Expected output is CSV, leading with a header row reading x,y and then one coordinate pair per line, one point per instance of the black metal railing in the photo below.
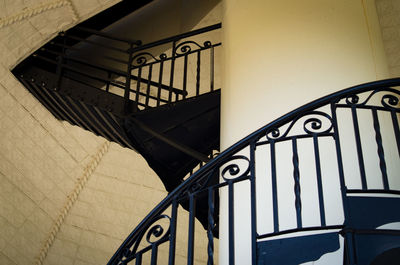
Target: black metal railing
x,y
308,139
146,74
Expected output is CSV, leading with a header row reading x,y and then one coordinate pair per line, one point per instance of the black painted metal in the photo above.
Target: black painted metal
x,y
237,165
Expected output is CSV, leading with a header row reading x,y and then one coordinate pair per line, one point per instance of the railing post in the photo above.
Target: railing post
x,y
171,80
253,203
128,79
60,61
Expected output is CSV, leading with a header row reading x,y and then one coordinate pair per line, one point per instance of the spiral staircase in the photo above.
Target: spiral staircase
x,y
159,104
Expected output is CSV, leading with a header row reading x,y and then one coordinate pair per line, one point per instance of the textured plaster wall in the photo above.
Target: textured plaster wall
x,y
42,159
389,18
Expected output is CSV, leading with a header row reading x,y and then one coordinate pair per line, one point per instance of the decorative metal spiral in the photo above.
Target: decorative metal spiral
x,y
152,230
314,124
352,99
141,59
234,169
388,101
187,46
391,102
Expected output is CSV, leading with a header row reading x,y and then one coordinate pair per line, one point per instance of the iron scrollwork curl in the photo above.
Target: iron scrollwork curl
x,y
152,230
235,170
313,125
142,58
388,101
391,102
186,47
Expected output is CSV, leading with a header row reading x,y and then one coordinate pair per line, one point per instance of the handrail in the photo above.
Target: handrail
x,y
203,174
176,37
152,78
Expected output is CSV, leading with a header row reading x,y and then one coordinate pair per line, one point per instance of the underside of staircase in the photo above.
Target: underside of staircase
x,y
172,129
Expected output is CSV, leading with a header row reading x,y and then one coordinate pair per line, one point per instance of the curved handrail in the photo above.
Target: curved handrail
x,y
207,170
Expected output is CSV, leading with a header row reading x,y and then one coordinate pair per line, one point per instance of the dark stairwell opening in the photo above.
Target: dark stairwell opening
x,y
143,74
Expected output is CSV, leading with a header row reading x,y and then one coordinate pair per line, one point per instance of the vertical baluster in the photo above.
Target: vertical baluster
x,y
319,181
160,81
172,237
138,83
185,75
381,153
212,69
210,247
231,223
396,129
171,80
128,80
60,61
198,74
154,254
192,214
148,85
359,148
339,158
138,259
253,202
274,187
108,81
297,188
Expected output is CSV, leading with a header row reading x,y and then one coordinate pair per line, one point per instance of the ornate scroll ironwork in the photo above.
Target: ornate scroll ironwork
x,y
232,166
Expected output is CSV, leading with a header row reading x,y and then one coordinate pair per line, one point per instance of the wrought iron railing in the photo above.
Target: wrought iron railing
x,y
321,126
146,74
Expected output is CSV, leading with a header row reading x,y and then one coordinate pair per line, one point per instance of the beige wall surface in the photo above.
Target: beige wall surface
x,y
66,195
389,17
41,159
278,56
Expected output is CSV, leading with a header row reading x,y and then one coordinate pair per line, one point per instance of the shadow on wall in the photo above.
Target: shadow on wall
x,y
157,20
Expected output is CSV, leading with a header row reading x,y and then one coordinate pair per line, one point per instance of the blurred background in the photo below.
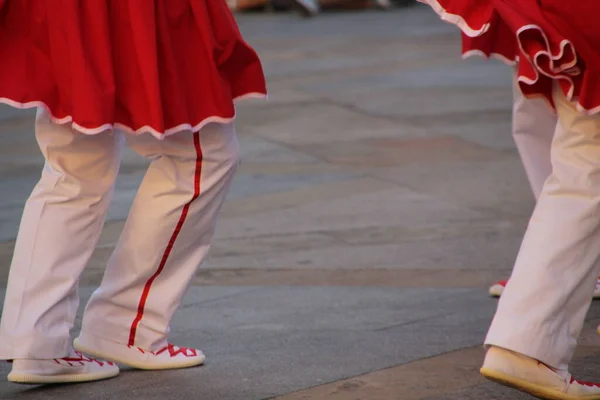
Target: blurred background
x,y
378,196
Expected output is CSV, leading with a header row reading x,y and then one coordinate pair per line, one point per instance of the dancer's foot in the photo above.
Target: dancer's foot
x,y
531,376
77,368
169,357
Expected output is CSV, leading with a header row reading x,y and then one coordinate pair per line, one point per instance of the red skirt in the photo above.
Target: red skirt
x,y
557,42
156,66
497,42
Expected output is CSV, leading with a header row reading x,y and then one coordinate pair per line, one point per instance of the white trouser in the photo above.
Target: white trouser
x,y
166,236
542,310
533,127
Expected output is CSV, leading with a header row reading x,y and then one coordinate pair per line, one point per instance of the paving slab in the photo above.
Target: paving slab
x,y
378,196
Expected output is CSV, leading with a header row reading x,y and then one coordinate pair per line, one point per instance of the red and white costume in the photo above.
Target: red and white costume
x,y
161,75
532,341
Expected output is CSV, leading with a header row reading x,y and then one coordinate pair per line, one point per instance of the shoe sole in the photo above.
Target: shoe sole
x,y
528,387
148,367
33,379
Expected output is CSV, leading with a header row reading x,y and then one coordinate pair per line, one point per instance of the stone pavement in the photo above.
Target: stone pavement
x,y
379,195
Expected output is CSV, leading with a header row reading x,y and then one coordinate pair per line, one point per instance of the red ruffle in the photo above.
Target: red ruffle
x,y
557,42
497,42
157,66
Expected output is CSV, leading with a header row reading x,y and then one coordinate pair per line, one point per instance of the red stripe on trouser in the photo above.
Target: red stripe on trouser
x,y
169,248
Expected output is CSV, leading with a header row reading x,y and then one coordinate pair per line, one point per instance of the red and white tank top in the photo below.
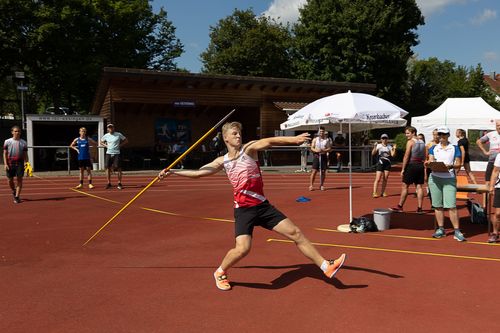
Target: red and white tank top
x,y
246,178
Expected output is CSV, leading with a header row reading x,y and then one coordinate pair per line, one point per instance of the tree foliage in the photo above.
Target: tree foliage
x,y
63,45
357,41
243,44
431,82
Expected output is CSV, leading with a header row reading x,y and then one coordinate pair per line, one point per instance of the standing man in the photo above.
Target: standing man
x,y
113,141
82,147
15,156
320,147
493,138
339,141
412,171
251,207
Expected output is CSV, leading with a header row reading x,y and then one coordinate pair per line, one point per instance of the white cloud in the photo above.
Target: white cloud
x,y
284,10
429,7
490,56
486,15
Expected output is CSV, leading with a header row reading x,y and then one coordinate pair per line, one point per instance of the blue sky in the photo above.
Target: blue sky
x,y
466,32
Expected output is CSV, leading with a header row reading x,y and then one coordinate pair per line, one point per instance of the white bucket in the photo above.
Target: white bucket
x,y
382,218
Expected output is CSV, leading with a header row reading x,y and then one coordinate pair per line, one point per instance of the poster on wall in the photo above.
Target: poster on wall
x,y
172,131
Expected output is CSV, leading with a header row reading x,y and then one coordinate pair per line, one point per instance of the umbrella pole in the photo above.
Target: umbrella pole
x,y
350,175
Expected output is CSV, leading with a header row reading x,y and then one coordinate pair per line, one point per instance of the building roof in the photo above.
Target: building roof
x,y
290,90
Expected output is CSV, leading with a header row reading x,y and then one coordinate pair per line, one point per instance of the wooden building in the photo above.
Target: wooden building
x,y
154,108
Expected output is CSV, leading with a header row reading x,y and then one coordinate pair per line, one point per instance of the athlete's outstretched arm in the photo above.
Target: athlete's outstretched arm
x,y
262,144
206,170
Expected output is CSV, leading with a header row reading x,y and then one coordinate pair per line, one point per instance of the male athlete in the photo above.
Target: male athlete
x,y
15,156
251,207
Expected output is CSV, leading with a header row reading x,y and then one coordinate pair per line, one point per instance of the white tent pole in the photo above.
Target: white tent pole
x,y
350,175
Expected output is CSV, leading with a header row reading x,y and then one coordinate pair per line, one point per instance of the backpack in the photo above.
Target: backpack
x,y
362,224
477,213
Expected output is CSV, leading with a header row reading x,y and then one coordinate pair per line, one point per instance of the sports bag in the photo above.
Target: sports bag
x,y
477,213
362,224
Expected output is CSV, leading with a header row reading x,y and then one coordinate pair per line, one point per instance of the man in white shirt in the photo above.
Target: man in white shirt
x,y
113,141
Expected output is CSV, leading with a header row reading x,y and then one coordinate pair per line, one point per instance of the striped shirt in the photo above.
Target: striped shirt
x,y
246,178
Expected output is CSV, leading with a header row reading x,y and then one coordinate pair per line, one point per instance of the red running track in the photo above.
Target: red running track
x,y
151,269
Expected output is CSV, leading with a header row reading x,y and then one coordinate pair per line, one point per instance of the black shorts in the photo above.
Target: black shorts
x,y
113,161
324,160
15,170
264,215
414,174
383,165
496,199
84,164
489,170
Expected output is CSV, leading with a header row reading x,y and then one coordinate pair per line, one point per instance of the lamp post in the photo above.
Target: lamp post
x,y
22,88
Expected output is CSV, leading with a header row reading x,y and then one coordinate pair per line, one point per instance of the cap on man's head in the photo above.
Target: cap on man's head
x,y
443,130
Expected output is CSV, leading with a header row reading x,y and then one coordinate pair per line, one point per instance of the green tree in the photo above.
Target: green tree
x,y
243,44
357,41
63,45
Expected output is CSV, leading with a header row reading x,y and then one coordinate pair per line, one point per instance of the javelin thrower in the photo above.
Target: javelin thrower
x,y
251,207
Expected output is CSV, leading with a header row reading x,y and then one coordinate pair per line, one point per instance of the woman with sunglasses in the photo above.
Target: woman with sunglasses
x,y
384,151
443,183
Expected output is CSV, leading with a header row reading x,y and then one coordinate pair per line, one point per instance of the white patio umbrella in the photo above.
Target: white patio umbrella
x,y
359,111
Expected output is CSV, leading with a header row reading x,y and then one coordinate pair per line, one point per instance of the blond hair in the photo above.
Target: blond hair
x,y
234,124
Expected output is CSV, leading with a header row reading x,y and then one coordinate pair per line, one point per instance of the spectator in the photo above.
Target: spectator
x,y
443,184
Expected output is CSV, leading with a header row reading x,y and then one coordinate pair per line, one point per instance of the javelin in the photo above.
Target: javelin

━━━━━━━━━━━━━━━━

=== WHAT TO DO ===
Return word for word the lines above from the line with "Target: handrail" to the line with "curved handrail in the photo above.", including both and leaving out all others.

=== TASK SOLUTION ===
Target: handrail
x,y
203,174
176,37
152,78
Expected output is CSV, leading with a header row reading x,y and then one coordinate pair per line, one point per instance of the underside of staircase in the photo above.
Target: underside of staircase
x,y
172,129
Expected output is CSV, leading with a header row reading x,y and then one coordinate pair per line, one point per instance of the curved handrail in the photo above.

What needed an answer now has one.